WISCONSIN RAPIDS, Wis. (WSAU) -- Wood County is looking for solutions to a couple of problems that many other counties are facing: Facility issues and highway funding.

County Board Chairman Lance Pliml says the county board is still working on a facilities study to help determine what they need, how to make it more efficient, and save money wherever possible. One building getting a close look is the courthouse structure.  “It’s been kept up, but when you have a 60-year-old courthouse, there’s plumbing, there’s air handling units, heating and everything else that is constantly being replaced, and we obviously have, because it was built in a time when that wasn’t such a big concern, we have some security needs we’d like to address with our courtrooms.”

Pliml says the facilities study is not complete yet, but when it is, they will have some tough decisions to make.  “Do we build on site? Do we expand? Do we remodel? If we do, where do we do it?  Can we co-locate different departments in a centralized location?”

One county facility that is already undergoing a major renovation and addition is Edgewater Haven Nursing Home in Port Edwards. That project is expected to be completed and rededicated in July.

The State of Wisconsin isn’t the only unit of government looking for ways to pay for highway maintenance and construction. So are the counties.

Lance Pliml says counties including Wood have been forced to run financially leaner and leaner for many years, and there are not many more places you can cut without affecting critical operations. Pliml says state and federal highway funding changes have passed less money to counties, and that means trouble unless something changes.  “Long term, we don’t have adequate funding available with the current mechanisms to handle the long term maintenance of our county highway system. You know, we have over time delayed longer and longer the repairs and stretched them out as far as we can, but at some point, you’re going to hit a breaking point.”

• Excerpted records
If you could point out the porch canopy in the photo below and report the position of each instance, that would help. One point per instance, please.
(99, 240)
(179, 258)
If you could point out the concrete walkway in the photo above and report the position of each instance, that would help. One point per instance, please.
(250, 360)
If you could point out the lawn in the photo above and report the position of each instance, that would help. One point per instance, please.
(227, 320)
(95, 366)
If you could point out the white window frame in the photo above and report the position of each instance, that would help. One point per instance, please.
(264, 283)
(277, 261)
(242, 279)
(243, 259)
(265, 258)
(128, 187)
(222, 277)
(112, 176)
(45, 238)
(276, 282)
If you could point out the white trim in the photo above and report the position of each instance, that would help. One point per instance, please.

• What you will do
1. Duplicate the Wood County report on facilities and highway funding word for word.
2. Rescale the records above: rewrite every line, including the lines that ask for points. Multiply each point coordinate in the answers by 0.65 and round to whole numbers, with halves rounding up.

• Responses per task
1.
WISCONSIN RAPIDS, Wis. (WSAU) -- Wood County is looking for solutions to a couple of problems that many other counties are facing: Facility issues and highway funding.

County Board Chairman Lance Pliml says the county board is still working on a facilities study to help determine what they need, how to make it more efficient, and save money wherever possible. One building getting a close look is the courthouse structure.  “It’s been kept up, but when you have a 60-year-old courthouse, there’s plumbing, there’s air handling units, heating and everything else that is constantly being replaced, and we obviously have, because it was built in a time when that wasn’t such a big concern, we have some security needs we’d like to address with our courtrooms.”

Pliml says the facilities study is not complete yet, but when it is, they will have some tough decisions to make.  “Do we build on site? Do we expand? Do we remodel? If we do, where do we do it?  Can we co-locate different departments in a centralized location?”

One county facility that is already undergoing a major renovation and addition is Edgewater Haven Nursing Home in Port Edwards. That project is expected to be completed and rededicated in July.

The State of Wisconsin isn’t the only unit of government looking for ways to pay for highway maintenance and construction. So are the counties.

Lance Pliml says counties including Wood have been forced to run financially leaner and leaner for many years, and there are not many more places you can cut without affecting critical operations. Pliml says state and federal highway funding changes have passed less money to counties, and that means trouble unless something changes.  “Long term, we don’t have adequate funding available with the current mechanisms to handle the long term maintenance of our county highway system. You know, we have over time delayed longer and longer the repairs and stretched them out as far as we can, but at some point, you’re going to hit a breaking point.”

2.
If you could point out the porch canopy in the photo below and report the position of each instance, that would help. One point per instance, please.
(64, 156)
(116, 168)
If you could point out the concrete walkway in the photo above and report the position of each instance, that would help. One point per instance, please.
(163, 234)
If you could point out the lawn in the photo above and report the position of each instance, that would help. One point per instance, please.
(148, 208)
(62, 238)
If you could point out the white window frame in the photo above and report the position of each instance, that would help. One point per instance, please.
(172, 184)
(180, 170)
(157, 181)
(158, 168)
(172, 168)
(83, 122)
(144, 180)
(73, 114)
(29, 155)
(179, 183)
If you could point out the white trim in the photo above and report the position of each instance, that would help. One point per instance, please.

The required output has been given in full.